▸ Prompt A: Transcribe the CILS overview starting with "Why a Centre?" and going on through "everything is connected.".
▸ Prompt B: Summarize the CILS overview in two sentences.

### Provided passage ###

Centre of Indigenous Land Stewardship

A Global Centre of Excellence

The Centre of Indigenous Land Stewardship (CILS), at UBC Forestry, aspires to be a global centre of excellence, bringing Indigenous Peoples’ knowledge and land ethics together with natural resource science and management. By openly sharing information and ideas, land stewardship systems will be built that are grounded in holistic land stewardship and earth-based community values.

Our Goals:

  • bringing the best people/minds together to advance land stewardship systems and practices
  • delivering high quality education and research
  • preparing students for working in dynamic environments

“Stewardship” is the ethical approach to planning and management of lands, in this case an Indigenous earth-based land ethic.

“Stewardship systems” is the governance system (e.g., structure, decision making), management systems (e.g., tenure allocation, compliance), planning framework (e.g., types of plans, planning methodologies, monitoring and update, implementation) and resource development practices (e.g., standards, oversight) that translate a land stewardship value system into reality.

“Earth-based land ethics” is behaving in a manner that is consistent with the belief that humans are a small part of the earth – equal to and dependent on other living things.

Why a Centre?

The Centre of Indigenous Land Stewardship is a hub for collaboration, between peoples from around the world – with different knowledge systems and experiences to catalyze new ways of thinking and practice. It is symbolic of the circular nature of earth-based thinking typified in many Indigenous cultures by the teachings associated with concepts like the ‘medicine wheel’, the circle of life, and Tsawalk in Nuu-cha-nuulth, where everything is connected.

The Centre will take a comprehensive approach to address topics in the areas of understanding land ethics, governance development, institutional development, planning methodologies, community engagement and external relations.

### Information ###

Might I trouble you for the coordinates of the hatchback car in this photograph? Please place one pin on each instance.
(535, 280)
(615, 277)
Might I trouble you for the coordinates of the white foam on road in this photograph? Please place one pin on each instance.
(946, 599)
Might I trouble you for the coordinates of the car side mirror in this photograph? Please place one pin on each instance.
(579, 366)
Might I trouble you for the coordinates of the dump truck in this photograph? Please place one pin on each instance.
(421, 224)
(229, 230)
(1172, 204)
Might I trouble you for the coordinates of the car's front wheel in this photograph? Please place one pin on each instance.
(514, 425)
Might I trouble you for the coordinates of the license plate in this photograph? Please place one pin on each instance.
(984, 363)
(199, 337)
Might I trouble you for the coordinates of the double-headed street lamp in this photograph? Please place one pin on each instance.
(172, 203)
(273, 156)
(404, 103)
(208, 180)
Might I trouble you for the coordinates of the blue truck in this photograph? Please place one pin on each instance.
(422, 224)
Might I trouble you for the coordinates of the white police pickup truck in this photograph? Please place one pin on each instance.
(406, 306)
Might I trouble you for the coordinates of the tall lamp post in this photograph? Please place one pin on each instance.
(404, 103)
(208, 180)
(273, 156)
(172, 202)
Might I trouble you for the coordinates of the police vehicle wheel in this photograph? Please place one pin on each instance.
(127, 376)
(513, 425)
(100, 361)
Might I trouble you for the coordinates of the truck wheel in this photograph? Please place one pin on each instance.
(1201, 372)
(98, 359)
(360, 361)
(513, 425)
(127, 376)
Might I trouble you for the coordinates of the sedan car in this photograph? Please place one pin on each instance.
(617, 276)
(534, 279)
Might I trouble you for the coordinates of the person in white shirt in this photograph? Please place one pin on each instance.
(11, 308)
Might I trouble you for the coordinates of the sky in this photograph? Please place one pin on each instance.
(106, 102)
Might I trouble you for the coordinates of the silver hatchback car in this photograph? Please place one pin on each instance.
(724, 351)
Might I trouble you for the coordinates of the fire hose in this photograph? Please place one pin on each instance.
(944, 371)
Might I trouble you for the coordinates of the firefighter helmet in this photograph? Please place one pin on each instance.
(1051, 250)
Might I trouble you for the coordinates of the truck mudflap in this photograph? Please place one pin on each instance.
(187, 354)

###

▸ Result A:
Why a Centre?

The Centre of Indigenous Land Stewardship is a hub for collaboration, between peoples from around the world – with different knowledge systems and experiences to catalyze new ways of thinking and practice. It is symbolic of the circular nature of earth-based thinking typified in many Indigenous cultures by the teachings associated with concepts like the ‘medicine wheel’, the circle of life, and Tsawalk in Nuu-cha-nuulth, where everything is connected.

▸ Result B: The Centre of Indigenous Land Stewardship at UBC Forestry aims to become a global leader in excellence by bringing Indigenous Peoples' knowledge and land ethics together with natural resource science and management. As a hub for collaboration among peoples from around the world, it seeks to bring the best minds together to advance land stewardship systems and practices, deliver high quality education and research, and prepare students for working in dynamic environments.